**Exercise prompt:** Write out every entry word for word.

[Records]
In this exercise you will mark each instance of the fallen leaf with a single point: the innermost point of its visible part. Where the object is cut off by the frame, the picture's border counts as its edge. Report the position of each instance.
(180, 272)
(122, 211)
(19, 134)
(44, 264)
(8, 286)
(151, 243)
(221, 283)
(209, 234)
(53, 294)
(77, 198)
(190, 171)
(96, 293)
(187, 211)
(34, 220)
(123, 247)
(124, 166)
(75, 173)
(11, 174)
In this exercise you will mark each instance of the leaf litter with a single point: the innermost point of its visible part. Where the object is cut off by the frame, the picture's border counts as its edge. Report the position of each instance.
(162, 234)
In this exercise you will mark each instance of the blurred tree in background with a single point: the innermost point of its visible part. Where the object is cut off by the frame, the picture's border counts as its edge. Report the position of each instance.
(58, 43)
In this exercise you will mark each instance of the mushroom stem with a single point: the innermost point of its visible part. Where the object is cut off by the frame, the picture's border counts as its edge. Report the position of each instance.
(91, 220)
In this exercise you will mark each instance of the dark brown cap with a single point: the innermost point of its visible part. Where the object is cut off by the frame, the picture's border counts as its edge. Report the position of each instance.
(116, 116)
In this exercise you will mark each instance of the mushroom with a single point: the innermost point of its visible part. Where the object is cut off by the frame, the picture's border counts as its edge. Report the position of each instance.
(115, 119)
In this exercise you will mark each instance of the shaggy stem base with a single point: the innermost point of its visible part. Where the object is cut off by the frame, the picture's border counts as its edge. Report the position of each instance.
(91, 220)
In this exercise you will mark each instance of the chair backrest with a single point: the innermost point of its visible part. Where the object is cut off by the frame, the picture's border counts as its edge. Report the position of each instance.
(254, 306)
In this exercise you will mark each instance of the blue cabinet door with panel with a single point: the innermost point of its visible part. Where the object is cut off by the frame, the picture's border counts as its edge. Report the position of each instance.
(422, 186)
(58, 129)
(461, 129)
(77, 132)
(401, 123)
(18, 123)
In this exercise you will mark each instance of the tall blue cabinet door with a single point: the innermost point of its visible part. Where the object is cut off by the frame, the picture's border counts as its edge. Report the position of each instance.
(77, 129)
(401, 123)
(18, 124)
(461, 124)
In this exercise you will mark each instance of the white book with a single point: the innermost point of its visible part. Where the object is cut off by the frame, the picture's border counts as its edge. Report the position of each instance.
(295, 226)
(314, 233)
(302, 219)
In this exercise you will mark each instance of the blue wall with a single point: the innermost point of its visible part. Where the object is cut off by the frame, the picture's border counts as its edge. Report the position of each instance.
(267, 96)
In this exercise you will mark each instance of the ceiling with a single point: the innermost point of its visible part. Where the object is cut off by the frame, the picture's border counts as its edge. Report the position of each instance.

**Correct answer:**
In this exercise you will mark each instance of the fallen leaf with a single point: the innermost point of its visible part. Where the object is cut off by the frame, the picture's border counts as its edge. Report the position of each instance.
(180, 272)
(122, 211)
(19, 134)
(44, 264)
(8, 286)
(151, 243)
(221, 283)
(209, 234)
(53, 294)
(77, 198)
(190, 171)
(96, 293)
(187, 211)
(34, 220)
(123, 247)
(124, 166)
(75, 173)
(11, 174)
In this exercise you will mark each instance of the leaf litter with a single point: the innermost point of its visible part. Where the object is cut off by the frame, the picture's border counts as its edge. Report the position of each instance.
(162, 234)
In this exercise you will mark each instance of the blurred tree in background with a single point: the innermost point of its visible part. Where the object is cut off by the frame, the picture's border counts as its edge. Report the position of each instance.
(58, 43)
In this exercise you will mark each instance of the mushroom stem with a single point: the innermost point of its visible part. Where the object is cut off by the frame, the picture's border counts as its edge. Report the position of each instance.
(91, 220)
In this exercise you will mark each instance of the dark brown cap with a single point: the innermost point of its visible part. Where the object is cut off by the frame, the picture's border counts as its edge. Report the position of each instance.
(116, 116)
In this exercise you will mark each instance of the mushroom with a single point: the innermost point of its visible part. Where the object is cut off by the frame, the picture's border counts as its edge. Report the position of each instance.
(115, 119)
In this exercise you will mark each instance of the shaggy stem base with a single point: the innermost point of its visible part. Where the object is cut off by the frame, the picture's border counts as its edge. Report the position of each instance.
(91, 220)
In this exercise you will mark each instance of the chair backrest with a single point: the innermost point of its visible part. Where the object is cut off by the frame, the picture's border counts as its edge. Report the position of each instance.
(254, 306)
In this exercise you will mark each instance of the blue cabinet door with panel with a single point: the innermost point of its visible part. Where the object is cut off by the frame, the picture's border counts as its edge. Report the position of each instance.
(422, 186)
(58, 129)
(461, 129)
(77, 132)
(401, 123)
(18, 123)
In this exercise you will mark each instance of the tall blue cabinet door with a single point: the innermost point of its visible part. Where the object is cut off by the frame, the picture's border counts as its edge. Report the position of each instance.
(77, 129)
(401, 123)
(18, 124)
(461, 124)
In this exercise you will mark each instance of the white book with a single point: the innermost point of its visible part. Where the object is cut off by the frame, the picture's border counts as its edge. Report the position of each instance.
(295, 226)
(314, 233)
(302, 219)
In this exercise you will mark each instance of the blue wall with a single point: the innermost point of its visible part. Where the object is cut off by the frame, the picture's border counts as its edge. Report the position of each instance.
(267, 96)
In this exercise you will mark each instance of the ceiling with a single point: the innermost point of its visible part. Where the object is cut off by the frame, the picture's border counts as its edge. Report the position of each instance.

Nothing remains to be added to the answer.